[Start of section]

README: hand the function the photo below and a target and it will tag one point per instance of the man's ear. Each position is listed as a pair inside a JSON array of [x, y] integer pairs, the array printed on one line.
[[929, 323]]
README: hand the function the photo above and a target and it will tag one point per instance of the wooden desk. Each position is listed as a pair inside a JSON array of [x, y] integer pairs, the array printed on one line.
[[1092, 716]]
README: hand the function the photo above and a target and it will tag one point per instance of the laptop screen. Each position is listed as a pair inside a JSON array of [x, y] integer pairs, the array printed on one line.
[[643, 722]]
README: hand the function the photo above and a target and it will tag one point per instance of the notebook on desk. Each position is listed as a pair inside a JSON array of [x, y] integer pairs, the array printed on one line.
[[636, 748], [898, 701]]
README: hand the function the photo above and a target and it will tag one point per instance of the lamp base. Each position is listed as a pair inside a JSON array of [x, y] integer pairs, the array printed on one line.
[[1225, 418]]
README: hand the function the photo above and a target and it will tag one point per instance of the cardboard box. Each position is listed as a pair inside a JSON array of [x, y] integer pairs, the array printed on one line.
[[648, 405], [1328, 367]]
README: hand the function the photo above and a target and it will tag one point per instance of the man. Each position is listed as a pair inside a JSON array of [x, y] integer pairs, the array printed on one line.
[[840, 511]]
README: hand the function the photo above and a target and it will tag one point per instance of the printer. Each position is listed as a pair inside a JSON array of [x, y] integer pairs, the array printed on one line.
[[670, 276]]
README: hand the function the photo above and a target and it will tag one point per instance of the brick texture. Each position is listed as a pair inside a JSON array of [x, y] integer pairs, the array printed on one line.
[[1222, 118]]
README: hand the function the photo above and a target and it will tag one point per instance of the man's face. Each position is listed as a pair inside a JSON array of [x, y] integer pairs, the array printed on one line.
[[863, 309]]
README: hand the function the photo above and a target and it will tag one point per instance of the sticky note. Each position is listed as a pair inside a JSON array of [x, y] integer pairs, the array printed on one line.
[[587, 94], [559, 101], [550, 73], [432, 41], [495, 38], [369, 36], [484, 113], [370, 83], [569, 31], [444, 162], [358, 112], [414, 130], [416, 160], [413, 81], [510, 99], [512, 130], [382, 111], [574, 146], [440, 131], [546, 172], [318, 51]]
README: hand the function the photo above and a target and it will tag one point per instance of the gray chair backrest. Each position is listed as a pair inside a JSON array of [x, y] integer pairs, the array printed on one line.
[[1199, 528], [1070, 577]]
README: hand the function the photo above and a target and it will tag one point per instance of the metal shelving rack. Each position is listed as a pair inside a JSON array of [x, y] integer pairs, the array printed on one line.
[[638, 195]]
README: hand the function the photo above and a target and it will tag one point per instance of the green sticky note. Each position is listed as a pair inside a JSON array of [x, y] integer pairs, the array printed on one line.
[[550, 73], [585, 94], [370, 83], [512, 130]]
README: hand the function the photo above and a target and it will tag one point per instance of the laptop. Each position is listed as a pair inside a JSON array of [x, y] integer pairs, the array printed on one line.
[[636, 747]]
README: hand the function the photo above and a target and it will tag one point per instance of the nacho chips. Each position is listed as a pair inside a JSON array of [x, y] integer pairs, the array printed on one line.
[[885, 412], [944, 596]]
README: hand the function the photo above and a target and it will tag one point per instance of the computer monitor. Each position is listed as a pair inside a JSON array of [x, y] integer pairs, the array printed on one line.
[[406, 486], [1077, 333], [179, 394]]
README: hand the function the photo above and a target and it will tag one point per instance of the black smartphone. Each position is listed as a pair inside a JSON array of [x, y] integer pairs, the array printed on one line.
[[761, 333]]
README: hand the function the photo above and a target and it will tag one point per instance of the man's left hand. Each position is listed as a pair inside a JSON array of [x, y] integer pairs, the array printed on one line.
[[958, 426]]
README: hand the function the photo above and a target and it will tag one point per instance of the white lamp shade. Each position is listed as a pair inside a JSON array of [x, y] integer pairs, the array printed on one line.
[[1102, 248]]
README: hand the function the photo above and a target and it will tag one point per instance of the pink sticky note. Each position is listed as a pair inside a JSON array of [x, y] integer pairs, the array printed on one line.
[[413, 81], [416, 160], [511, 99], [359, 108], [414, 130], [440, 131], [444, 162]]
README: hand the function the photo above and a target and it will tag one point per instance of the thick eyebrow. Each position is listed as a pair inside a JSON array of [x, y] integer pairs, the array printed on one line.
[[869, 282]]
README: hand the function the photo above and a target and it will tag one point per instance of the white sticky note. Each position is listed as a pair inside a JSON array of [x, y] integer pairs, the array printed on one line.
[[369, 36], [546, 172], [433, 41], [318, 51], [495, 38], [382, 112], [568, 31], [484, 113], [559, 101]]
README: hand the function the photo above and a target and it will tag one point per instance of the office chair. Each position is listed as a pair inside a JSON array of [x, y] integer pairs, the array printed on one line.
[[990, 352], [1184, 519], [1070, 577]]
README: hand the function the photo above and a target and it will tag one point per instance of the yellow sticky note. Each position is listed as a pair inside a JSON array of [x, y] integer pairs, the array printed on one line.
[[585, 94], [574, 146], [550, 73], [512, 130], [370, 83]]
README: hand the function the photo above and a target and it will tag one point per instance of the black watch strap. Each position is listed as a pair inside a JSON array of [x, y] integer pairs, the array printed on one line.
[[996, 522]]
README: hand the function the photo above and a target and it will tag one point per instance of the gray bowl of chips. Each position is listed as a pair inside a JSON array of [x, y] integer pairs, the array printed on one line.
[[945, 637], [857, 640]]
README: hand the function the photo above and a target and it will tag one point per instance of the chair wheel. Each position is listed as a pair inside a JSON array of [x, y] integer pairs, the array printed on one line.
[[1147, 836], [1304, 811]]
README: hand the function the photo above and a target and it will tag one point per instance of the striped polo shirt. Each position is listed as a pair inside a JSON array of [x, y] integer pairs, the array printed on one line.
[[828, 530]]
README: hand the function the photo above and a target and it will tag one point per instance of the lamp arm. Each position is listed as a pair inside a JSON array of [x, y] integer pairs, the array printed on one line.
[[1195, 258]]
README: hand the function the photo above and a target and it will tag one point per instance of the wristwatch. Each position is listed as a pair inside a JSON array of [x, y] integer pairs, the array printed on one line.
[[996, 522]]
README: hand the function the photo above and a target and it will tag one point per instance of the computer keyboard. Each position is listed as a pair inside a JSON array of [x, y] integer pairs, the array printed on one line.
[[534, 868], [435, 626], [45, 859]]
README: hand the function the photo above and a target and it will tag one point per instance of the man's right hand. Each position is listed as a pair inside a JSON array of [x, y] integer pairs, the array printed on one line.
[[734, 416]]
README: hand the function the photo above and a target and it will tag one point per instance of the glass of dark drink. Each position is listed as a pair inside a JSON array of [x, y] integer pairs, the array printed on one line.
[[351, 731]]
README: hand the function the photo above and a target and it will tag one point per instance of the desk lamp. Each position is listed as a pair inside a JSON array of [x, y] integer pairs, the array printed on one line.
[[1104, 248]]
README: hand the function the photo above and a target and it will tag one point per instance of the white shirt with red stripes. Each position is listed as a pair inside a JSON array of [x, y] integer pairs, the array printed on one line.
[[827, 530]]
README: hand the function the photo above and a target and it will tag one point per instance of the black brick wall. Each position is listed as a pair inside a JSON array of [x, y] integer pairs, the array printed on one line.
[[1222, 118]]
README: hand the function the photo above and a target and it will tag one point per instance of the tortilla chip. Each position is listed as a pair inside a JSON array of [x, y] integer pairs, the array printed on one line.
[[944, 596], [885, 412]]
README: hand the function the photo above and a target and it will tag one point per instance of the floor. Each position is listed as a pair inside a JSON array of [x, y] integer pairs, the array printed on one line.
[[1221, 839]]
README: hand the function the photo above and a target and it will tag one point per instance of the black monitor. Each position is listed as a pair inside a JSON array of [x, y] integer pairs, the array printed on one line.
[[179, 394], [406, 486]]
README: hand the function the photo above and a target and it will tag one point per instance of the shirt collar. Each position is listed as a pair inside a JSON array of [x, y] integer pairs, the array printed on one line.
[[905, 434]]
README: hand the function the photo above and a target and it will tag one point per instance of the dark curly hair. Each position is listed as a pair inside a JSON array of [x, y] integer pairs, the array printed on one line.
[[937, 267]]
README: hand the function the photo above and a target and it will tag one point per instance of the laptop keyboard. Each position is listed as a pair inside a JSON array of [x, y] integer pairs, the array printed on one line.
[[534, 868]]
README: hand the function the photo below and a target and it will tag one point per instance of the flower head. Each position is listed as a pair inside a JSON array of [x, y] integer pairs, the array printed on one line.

[End of section]

- _Description of the task_
Only what runs from the line containing "of the floor." through the final line of the entries above belongs in the answer, restated exactly.

- _Expected answer_
README: hand the function the photo above and a target and it will tag one point per instance of the floor. Each position is listed as a pair inside a JSON array of [x, y] integer pairs, the array printed on one line.
[[1221, 839]]
README: hand the function the photo above and a target and it will tag one point per instance of the black monitor. Each position is listed as a pair inside a JSON array of [x, y] integer pairs, the array printed on one line.
[[179, 394], [406, 486]]
README: hand the function the photo above and a target and it will tag one point per instance of the shirt collar. Each position is listed as a pair inside a JSON array of [x, y] integer pairs, the array printed on one line.
[[905, 434]]
README: hand the function the photo above and a target and it will tag one point per instance of the dark curly hair. Each position is listed as a pair inside a JSON array of [x, y] integer pairs, the array printed on one line.
[[937, 267]]
README: hand the function the photo above and a target and it will tag one point per instance of the laptop keyboard. Each position is listed as a pair inside a JSON array of [x, y] integer pairs, the array printed on one line.
[[534, 868]]
README: hand the function the photo below and a target and it will tag one point per instance of the flower head. Each position is listed as a pair inside a JSON array of [x, y] integer pairs, the array printed on one line.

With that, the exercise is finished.